Die Sitzung des Kuratoriums am 26. April wurde vom Präsidenten des Kuratoriums, Dr. Sven Halldorn, eröffnet. In seiner anschließenden Rede ging er auf die aktuelle wirtschaftliche Lage in Deutschland ein, die Innovationspolitik der Bundesregierung, auf die Förderprogramme des BMWi, auf das europäische Forschungsprogramm Horizont 2020, auf die Qualitätsinfrastruktur in Bezug auf Messwesen, Akkreditierung und Normung sowie auf die Rahmenbedingungen der Ressortforschung im Zusammenhang mit der Wissenschaftsfreiheitsinitiative. Er betonte, dass die PTB eine wichtige Funktion habe, um die Technologie-Akzeptanz in der Wirtschaft und beim Verbraucher zu erhöhen. Grundlage hierfür seien genaue und rückführbare Messungen, die eine essenzielle Basis für verlässliche sowie qualitätsgesicherte Produktionsprozesse seien. Der technische Fortschritt erfordere ständig erweiterte Messmöglichkeiten, weshalb trotz enormer Konsolidierungsanstrengungen der öffentlichen Haushalte, Forschung, Entwicklung und Innovation eine hohe Priorität für die Bundesregierung haben.

Im Anschluss daran gab Prof. Ullrich einen Überblick über die wesentlichen Arbeiten der PTB im vergangenen Jahr. Im ersten Teil seines Vortrages ging er auf den Stand und die Fortschritte bei der Weiterentwicklung des Internationalen Einheitensystems (SI) ein. Im Mittelpunkt standen hierbei das Avogadro-Projekt, die Definition des Ampere mit Einzelelektronenschaltungen sowie die Forschung an optischen Atomuhren. Im Anschluss präsentierte er Highlights aus den Dienstleistungsbereichen wie z. B. die geplante Erweiterung der Kraftskala auf 30 MN oder die Anwendung von Profilscannern zur Untersuchung von Mikrostrukturen. Es folgte eine Bilanz des europäischen Metrologie-Forschungsprogramms EMRP und ein Ausblick auf das Nachfolgeprogramm EMPIR. Zum Schluss des Vortrages erwähnte er das neue Doktoranden-Konzept, die Maßnahmen zur Vereinbarkeit von Beruf und Familie und berichtete über die Ausbildung in der PTB.
***
> _Ziel der Aufgabe 1_
Wer hat laut dem Bericht zur Kuratoriumssitzung die Sitzung am 26. April eröffnet?
> _Ziel der Aufgabe 2_
Schreib den Bericht zur Kuratoriumssitzung nach seinem letzten Satz weiter.

> _Gegebene Angaben_
***
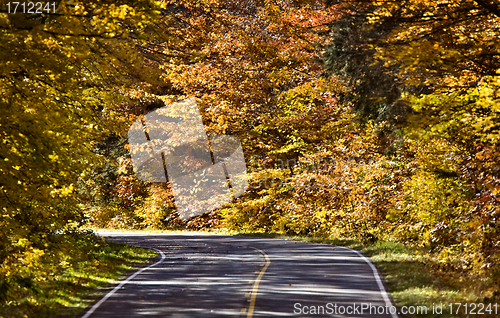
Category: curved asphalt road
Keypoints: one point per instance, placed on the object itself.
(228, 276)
***
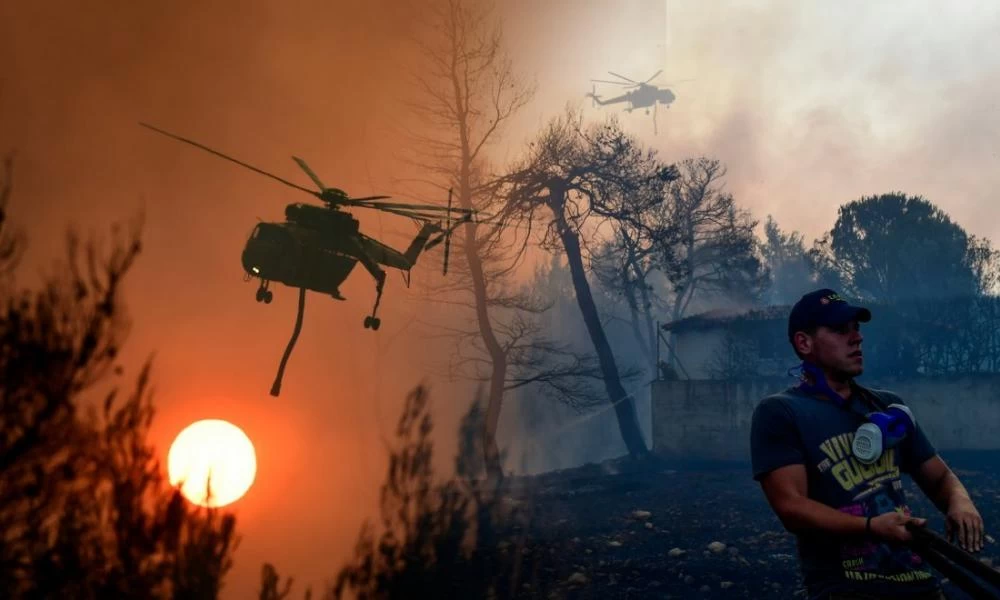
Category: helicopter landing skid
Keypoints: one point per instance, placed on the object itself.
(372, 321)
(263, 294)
***
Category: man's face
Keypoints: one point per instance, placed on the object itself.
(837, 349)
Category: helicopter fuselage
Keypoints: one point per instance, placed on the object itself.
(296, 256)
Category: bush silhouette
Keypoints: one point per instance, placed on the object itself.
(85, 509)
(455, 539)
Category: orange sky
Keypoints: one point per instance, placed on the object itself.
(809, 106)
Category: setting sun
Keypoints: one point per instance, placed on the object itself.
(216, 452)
***
> _Lösung 1_
Dr. Sven Halldorn, der Präsident des Kuratoriums.

> _Lösung 2_
Aus dem Präsidium

Verleihung des EPS „Historic Site Award“ an die PTB

Am 8. Oktober 2013 wurde der PTB in Berlin von der Europäischen Physikalischen Gesellschaft (EPS) der „Historic Site Award“ verliehen. Mit diesem Preis werden Orte ausgezeichnet, die für die Entwicklung der Physik von großer Bedeutung waren und sind. Mit der Ernennung der PTB wurden die bahnbrechenden wissenschaftlichen und technischen Leistungen, die zu Beginn des 20. Jahrhunderts an der damaligen Physikalisch-Technischen Reichsanstalt (PTR) u. a. von Hermann von Helmholtz, Walter Nernst, Willy Wien und anderen vollbracht wurden, gewürdigt.

Die Redner anlässlich der Verleihung des „Historic Site Award“ am 8.10.2013 in der PTB Berlin (von links nach rechts): Prof. Dr. Hans Koch (Leiter des Instituts Berlin der PTB ), Prof. Dr. Wolfgang Ketterle (Nobelpreisträger 2001 und Kurator der PTB), Cornelia Quennet-Thielen (Staatssekretärin im BMBF), Prof. Dr. John Dudley (EPS-Präsident), Prof. Dr. Joachim Ullrich (PTB Präsident), Prof. Dr. Johanna Stachel (DPG-Präsidentin), Anne Ruth Herkes (Staatssekretärin im BMWi)

Zu dieser Veranstaltung waren ca. 100 geladene Gäste aus Industrie und Wissenschaft gekommen, u. a. die Präsidentin der Deutschen Physikalischen Gesellschaft (DPG), Prof. Johanna Stachel, der Präsident des Kuratoriums der PTB, Dr. Sven Halldorn, und Ruprecht von Siemens, Urenkel des Firmengründers und auch von Hermann von Helmholtz. Den musikalischen Rahmen zu dieser Veranstaltung gestalteten junge Preisträger vom musikalischen Förderprojekt „Jugend musiziert“ aus Berlin.

Die Staatssekretärinnen, Anne Ruth Herkes vom BMWi und Cornelia Quennet-Thielen vom BMBF, entrichteten Grußworte, in denen sie die Bedeutung der historischen wissenschaftlichen Leistungen für Wirtschaft und Wissenschaft unterstrichen.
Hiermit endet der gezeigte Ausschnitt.